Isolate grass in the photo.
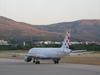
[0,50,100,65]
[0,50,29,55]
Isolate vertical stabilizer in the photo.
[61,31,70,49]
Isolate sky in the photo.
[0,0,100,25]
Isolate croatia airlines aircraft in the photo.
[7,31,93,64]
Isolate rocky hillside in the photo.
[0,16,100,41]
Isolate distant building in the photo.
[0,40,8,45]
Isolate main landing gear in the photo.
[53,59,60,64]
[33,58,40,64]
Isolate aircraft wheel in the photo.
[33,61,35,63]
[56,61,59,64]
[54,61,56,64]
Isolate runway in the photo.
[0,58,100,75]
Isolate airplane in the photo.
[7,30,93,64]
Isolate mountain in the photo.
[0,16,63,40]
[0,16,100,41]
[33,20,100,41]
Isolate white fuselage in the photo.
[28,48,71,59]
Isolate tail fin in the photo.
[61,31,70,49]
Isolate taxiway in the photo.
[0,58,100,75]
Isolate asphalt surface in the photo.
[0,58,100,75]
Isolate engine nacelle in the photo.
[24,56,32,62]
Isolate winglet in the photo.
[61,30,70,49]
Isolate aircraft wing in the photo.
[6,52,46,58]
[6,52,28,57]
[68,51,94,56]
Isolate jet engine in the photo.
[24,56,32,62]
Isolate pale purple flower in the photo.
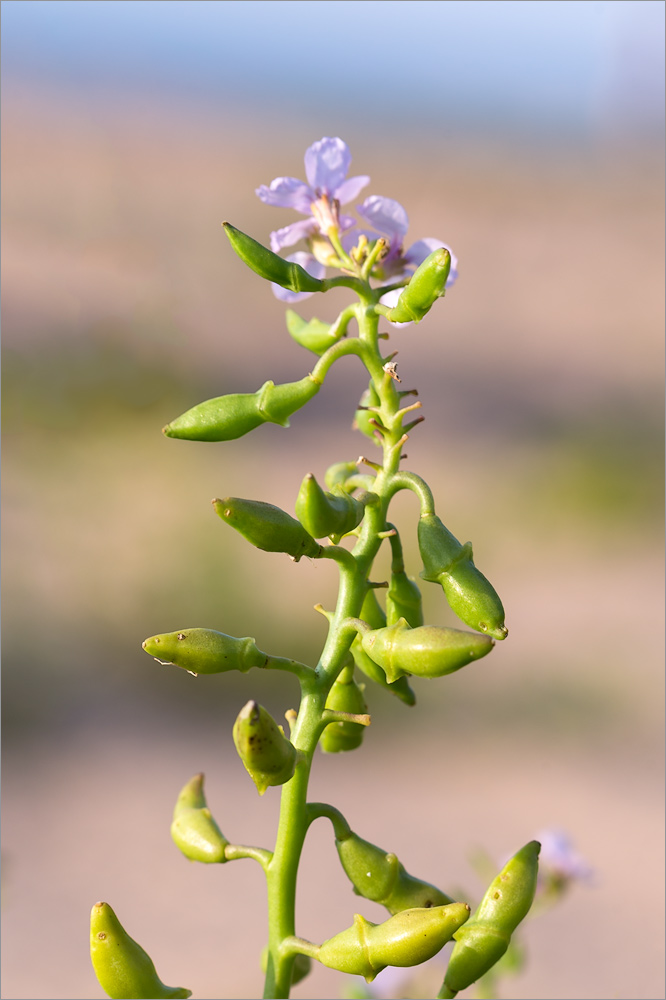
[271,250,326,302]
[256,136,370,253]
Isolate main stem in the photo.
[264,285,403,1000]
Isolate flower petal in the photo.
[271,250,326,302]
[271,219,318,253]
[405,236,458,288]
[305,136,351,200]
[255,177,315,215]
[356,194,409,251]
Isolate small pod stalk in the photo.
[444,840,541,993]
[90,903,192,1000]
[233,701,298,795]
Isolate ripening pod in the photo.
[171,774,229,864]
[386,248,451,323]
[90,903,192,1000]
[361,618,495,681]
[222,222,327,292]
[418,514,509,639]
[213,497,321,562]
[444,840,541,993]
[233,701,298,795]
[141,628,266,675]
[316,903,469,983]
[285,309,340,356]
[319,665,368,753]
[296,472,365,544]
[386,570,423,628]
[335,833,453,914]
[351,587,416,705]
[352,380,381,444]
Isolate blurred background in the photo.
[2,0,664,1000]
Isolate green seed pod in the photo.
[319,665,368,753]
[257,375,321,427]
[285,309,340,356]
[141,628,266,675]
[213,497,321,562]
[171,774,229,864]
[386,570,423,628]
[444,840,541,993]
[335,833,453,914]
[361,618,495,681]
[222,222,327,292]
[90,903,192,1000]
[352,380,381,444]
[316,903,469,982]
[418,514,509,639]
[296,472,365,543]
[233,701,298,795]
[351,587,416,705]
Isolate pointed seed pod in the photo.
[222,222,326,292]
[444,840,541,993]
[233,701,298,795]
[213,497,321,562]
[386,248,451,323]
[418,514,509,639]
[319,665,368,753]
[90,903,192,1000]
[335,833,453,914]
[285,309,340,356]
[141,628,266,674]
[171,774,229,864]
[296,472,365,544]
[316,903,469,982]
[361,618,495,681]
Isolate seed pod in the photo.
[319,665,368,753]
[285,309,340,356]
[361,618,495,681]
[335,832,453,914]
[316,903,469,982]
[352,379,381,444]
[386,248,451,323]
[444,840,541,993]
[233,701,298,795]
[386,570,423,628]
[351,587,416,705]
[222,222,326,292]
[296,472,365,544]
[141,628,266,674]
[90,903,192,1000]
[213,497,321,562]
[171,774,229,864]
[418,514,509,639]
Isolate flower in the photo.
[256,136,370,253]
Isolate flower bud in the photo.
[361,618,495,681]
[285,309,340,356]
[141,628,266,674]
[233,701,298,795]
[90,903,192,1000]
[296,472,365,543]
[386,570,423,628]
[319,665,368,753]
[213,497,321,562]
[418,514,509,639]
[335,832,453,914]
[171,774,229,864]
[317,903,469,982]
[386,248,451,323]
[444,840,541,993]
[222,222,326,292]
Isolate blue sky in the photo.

**Work to complete**.
Gather each line of the data above that contains the string "main", matching case exactly.

**Solution to the exercise**.
Isolate main landing gear in the photo.
Isolate main stem in the photo.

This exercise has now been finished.